■ Task goal ■
Exactly and only the lines from the one containing "Identify the white bird" through the close of the entries below are to be set down.

■ Extracted information ■
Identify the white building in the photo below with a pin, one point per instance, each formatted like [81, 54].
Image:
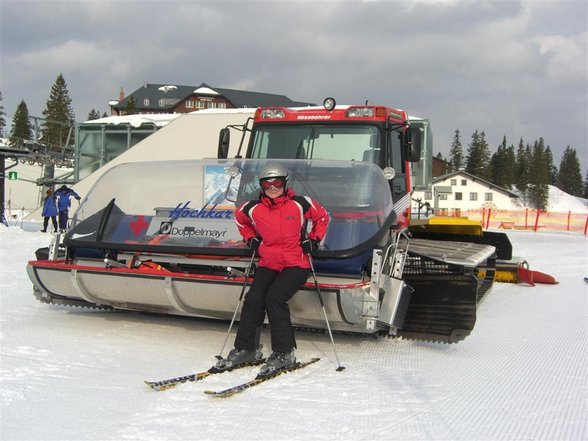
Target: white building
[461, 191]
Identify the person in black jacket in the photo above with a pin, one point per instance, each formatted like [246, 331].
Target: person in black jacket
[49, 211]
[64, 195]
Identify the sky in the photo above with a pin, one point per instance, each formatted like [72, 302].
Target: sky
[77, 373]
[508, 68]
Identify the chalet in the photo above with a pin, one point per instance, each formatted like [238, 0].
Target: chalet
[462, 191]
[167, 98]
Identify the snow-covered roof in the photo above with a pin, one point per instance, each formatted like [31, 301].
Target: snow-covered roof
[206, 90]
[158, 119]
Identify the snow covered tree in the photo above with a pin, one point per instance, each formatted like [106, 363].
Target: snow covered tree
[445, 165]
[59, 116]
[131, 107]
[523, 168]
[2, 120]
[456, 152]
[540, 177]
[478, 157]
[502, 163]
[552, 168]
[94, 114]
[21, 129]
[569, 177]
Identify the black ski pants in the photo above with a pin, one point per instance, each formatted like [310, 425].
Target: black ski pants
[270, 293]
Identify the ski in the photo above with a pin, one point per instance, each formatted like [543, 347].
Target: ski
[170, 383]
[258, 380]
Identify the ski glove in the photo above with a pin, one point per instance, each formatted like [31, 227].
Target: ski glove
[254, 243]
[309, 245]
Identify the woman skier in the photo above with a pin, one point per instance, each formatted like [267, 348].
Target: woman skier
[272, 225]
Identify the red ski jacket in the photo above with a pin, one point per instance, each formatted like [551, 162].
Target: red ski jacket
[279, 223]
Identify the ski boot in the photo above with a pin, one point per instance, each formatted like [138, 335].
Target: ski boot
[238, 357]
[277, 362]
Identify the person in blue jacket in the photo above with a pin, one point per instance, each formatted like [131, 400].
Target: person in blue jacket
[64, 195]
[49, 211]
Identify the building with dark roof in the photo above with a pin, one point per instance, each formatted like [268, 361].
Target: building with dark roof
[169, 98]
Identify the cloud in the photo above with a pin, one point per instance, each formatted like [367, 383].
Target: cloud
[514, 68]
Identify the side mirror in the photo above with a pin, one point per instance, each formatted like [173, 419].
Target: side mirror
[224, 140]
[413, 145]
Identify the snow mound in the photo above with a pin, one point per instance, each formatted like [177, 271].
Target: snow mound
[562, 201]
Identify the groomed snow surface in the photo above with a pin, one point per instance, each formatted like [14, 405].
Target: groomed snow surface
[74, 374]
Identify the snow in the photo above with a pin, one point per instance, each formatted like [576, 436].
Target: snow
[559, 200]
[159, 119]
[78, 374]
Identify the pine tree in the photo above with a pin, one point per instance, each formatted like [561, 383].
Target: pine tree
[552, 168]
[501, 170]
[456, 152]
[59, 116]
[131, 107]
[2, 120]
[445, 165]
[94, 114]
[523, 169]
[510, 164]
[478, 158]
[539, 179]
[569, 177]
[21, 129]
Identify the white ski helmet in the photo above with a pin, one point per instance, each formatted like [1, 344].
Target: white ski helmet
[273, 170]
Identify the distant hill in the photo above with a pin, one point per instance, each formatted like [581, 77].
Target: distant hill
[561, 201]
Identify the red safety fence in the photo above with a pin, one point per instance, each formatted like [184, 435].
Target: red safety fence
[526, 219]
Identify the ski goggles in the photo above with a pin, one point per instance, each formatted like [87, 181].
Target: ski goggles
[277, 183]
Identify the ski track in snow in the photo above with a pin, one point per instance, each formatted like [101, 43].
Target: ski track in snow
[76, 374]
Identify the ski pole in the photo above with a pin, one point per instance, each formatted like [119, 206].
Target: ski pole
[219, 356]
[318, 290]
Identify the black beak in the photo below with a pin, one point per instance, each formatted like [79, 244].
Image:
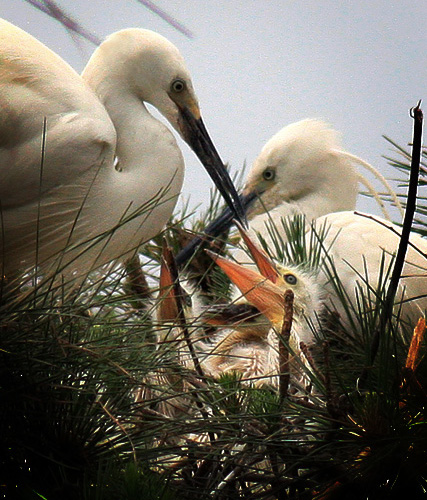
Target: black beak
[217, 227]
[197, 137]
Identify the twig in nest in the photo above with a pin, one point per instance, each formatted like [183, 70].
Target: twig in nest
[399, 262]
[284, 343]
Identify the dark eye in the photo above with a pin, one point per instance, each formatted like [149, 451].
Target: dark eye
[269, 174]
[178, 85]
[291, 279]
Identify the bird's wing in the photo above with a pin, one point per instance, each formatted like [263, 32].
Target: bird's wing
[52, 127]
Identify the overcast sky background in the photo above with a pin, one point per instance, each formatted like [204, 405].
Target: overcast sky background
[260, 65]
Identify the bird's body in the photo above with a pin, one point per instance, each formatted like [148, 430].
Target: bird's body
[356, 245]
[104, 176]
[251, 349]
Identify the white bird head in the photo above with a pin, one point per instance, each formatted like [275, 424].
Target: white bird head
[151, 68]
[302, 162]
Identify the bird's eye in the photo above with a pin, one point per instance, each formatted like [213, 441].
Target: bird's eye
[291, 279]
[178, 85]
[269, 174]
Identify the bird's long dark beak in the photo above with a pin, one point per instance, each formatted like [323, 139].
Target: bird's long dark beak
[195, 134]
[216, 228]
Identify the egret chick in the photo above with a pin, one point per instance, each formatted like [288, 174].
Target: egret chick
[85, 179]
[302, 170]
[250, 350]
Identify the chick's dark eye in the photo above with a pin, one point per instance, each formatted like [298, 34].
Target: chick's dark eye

■ Worked answer ■
Identify the white bird head in the photo above with a pin, one point per instance, each formatted like [275, 424].
Target: white bird head
[151, 68]
[302, 162]
Identify the bird's eye in the photo above with a pin, one point per instance, each formatted like [213, 441].
Target: bird's eye
[291, 279]
[178, 85]
[269, 174]
Identify the bird's long dark beak in the photo above with a pin, one point per instance, each formatted like [323, 139].
Target: bird's long dark beak
[195, 134]
[216, 228]
Identify the egret chick in the photo above with a pin, one point per instance, each formatted like [288, 174].
Target: egret chick
[85, 179]
[302, 170]
[250, 350]
Identify the chick's dark eye in the photo above with a pin, one point per instance, each formatted like [298, 34].
Target: chick's dark eye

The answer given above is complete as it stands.